(Exercise):
Rewrite the lines from the line with "Can you find the pool" to the line with "<point>523,257</point>", putting "doorway" in place of "door frame" and leaving everything else as it is.
_ _ _
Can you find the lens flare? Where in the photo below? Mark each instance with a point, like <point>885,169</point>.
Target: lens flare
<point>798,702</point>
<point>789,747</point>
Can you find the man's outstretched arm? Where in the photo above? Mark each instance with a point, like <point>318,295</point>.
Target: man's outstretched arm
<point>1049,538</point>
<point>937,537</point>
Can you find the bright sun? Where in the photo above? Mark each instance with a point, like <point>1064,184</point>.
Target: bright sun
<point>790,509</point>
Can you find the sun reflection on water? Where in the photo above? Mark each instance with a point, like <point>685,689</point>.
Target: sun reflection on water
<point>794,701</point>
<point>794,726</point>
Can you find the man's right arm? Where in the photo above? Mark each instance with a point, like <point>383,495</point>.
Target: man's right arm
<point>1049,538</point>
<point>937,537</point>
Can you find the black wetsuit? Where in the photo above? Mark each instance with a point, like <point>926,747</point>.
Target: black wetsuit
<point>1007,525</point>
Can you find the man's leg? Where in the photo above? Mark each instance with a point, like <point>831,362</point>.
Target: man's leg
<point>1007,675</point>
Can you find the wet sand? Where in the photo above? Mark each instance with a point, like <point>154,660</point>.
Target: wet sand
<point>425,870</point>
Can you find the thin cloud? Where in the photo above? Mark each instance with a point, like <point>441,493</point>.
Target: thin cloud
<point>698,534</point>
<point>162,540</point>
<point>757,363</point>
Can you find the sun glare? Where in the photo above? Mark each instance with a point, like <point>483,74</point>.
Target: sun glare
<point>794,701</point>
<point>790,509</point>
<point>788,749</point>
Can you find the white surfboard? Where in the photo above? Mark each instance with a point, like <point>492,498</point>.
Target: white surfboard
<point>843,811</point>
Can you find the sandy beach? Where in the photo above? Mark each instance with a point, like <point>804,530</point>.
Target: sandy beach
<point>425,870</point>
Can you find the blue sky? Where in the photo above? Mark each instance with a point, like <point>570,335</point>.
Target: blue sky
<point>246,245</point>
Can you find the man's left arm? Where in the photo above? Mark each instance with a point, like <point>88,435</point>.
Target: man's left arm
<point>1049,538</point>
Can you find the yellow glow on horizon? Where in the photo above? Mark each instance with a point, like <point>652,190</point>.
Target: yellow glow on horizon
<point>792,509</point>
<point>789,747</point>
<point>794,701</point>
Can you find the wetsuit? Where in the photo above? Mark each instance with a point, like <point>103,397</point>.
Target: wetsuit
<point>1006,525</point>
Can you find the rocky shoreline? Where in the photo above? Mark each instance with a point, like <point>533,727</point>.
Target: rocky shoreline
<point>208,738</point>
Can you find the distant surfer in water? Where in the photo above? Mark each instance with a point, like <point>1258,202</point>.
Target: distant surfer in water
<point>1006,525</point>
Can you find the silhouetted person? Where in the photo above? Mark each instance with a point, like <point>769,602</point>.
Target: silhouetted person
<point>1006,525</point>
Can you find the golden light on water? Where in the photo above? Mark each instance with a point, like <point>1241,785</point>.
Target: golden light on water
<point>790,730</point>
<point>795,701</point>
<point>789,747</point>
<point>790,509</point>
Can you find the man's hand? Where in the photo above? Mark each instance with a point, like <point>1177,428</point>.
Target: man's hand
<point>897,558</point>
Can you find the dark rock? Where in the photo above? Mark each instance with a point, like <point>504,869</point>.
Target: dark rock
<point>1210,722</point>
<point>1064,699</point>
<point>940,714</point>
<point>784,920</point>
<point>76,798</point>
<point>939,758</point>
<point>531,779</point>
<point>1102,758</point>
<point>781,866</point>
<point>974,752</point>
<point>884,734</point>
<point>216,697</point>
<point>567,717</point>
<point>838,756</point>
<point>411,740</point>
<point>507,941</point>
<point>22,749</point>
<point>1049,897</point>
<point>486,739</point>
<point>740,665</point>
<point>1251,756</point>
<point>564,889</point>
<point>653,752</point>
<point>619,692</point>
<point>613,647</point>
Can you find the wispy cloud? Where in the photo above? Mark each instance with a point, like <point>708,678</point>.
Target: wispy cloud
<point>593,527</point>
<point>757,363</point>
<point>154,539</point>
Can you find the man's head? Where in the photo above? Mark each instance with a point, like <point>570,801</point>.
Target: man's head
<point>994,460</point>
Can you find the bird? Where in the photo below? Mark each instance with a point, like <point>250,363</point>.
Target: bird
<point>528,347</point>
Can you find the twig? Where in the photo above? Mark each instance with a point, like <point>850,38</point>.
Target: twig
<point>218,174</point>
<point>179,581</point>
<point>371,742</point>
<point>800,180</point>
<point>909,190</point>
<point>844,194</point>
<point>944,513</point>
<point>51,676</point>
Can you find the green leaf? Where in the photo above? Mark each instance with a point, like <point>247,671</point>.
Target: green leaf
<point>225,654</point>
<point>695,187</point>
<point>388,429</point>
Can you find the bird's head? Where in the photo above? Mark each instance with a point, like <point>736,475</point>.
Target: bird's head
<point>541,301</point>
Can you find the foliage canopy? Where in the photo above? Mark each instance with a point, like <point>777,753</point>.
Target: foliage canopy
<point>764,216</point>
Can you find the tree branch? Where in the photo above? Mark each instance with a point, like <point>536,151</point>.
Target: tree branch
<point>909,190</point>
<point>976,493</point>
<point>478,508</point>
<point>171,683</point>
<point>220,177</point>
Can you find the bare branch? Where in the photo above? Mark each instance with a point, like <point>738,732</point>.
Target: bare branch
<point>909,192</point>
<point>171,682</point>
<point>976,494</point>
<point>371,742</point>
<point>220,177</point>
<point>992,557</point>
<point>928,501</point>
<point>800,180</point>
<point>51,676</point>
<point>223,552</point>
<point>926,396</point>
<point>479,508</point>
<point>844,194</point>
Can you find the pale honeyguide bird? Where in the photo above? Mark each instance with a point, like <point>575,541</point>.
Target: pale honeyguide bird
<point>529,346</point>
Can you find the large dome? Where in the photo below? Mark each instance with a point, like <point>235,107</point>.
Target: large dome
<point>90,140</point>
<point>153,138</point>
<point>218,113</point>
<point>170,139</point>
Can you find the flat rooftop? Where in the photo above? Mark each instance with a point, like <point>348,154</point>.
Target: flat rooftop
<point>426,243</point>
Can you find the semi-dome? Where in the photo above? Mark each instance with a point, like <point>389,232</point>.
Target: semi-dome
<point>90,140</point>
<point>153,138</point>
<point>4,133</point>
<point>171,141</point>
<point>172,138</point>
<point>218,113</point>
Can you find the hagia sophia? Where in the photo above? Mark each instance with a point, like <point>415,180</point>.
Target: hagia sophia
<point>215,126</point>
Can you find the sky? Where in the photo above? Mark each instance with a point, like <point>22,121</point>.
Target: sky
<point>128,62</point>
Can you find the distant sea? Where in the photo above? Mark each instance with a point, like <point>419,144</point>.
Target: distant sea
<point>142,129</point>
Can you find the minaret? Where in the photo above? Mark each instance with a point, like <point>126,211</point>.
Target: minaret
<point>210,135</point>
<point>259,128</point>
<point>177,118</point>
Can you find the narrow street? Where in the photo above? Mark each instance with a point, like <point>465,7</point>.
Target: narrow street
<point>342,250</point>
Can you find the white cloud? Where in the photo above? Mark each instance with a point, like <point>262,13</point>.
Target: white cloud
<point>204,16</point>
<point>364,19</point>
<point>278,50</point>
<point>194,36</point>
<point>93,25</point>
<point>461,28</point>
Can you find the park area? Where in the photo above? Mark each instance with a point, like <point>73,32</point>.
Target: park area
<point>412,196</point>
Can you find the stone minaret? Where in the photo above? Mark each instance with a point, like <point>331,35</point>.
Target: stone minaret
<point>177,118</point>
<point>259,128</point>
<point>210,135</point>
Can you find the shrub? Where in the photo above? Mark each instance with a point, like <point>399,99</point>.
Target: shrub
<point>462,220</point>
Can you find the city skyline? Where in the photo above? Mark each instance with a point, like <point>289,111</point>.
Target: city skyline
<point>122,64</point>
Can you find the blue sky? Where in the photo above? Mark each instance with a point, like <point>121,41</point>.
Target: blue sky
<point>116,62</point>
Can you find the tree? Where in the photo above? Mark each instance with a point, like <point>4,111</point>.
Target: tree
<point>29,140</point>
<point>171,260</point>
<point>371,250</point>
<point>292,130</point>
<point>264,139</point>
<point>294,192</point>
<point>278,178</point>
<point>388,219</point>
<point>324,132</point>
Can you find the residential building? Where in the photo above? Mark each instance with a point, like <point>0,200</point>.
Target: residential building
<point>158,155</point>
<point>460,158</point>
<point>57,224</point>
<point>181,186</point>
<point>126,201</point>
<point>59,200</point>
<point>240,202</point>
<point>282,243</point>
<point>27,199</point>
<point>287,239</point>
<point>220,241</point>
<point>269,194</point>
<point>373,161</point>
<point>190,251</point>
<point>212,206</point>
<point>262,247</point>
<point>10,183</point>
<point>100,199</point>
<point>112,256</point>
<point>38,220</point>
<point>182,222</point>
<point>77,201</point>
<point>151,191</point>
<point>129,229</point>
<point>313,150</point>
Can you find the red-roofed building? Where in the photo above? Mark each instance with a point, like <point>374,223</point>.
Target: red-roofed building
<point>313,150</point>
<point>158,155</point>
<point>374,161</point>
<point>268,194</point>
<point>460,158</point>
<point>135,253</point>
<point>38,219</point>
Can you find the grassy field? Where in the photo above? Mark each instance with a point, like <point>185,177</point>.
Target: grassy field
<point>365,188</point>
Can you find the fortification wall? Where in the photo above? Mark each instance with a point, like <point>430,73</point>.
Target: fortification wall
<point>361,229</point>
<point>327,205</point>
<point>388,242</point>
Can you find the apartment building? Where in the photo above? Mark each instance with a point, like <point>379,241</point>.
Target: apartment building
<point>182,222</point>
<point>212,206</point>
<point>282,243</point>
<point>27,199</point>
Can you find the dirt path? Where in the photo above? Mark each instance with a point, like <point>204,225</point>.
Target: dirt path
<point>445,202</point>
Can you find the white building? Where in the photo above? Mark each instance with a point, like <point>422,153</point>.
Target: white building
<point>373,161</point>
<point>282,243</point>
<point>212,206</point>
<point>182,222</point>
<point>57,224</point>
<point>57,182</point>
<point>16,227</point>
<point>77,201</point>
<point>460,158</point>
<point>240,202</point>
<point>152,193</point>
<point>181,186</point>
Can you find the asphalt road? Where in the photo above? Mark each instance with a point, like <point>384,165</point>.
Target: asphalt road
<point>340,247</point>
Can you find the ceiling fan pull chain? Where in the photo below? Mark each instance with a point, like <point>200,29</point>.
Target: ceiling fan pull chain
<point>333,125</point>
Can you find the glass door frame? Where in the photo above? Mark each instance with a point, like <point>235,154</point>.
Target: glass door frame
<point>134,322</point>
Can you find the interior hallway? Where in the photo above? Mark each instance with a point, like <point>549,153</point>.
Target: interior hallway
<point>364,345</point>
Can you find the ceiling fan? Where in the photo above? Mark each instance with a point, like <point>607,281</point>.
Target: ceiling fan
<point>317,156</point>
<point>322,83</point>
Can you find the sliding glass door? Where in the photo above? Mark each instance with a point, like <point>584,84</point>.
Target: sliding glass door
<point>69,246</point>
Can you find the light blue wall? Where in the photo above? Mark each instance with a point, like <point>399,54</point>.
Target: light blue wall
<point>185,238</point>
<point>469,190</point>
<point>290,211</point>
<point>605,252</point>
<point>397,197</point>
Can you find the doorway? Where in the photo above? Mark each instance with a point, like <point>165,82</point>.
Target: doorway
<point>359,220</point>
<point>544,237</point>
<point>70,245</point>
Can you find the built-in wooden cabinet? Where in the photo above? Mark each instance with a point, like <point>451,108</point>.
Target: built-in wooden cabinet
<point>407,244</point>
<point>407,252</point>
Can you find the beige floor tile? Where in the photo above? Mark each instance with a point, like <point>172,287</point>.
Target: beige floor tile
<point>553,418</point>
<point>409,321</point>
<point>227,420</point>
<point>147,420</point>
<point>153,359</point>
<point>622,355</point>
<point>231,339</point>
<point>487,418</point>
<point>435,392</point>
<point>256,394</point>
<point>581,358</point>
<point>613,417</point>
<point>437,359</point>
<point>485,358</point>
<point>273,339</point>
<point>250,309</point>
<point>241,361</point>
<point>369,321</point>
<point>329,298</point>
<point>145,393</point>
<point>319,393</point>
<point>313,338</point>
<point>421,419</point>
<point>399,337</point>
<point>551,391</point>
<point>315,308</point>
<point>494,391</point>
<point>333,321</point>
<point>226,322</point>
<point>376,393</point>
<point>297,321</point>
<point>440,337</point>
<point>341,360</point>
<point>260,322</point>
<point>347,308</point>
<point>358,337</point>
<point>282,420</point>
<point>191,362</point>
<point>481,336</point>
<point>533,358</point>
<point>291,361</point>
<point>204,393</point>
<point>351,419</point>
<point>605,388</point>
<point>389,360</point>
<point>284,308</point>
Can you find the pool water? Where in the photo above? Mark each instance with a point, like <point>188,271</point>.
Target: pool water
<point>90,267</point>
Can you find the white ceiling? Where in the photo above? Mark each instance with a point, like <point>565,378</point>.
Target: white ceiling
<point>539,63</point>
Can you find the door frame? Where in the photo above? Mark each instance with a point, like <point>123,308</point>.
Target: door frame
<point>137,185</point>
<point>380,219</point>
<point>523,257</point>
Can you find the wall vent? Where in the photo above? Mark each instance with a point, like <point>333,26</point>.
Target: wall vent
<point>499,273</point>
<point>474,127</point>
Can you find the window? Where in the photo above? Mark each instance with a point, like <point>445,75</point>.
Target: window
_ _ _
(Task output):
Can you find the pool water? Where in the photo above? Mark each instance with a point, like <point>188,271</point>.
Target: pool water
<point>90,267</point>
Can you find the white ceiling? Where in the photo above? Mark each instance with a point, like <point>565,378</point>.
Target: white ceiling
<point>539,63</point>
Can you find the doorway? Where in the photo above? Mark each instance with a point, like <point>123,308</point>.
Target: doorway
<point>137,185</point>
<point>380,219</point>
<point>523,257</point>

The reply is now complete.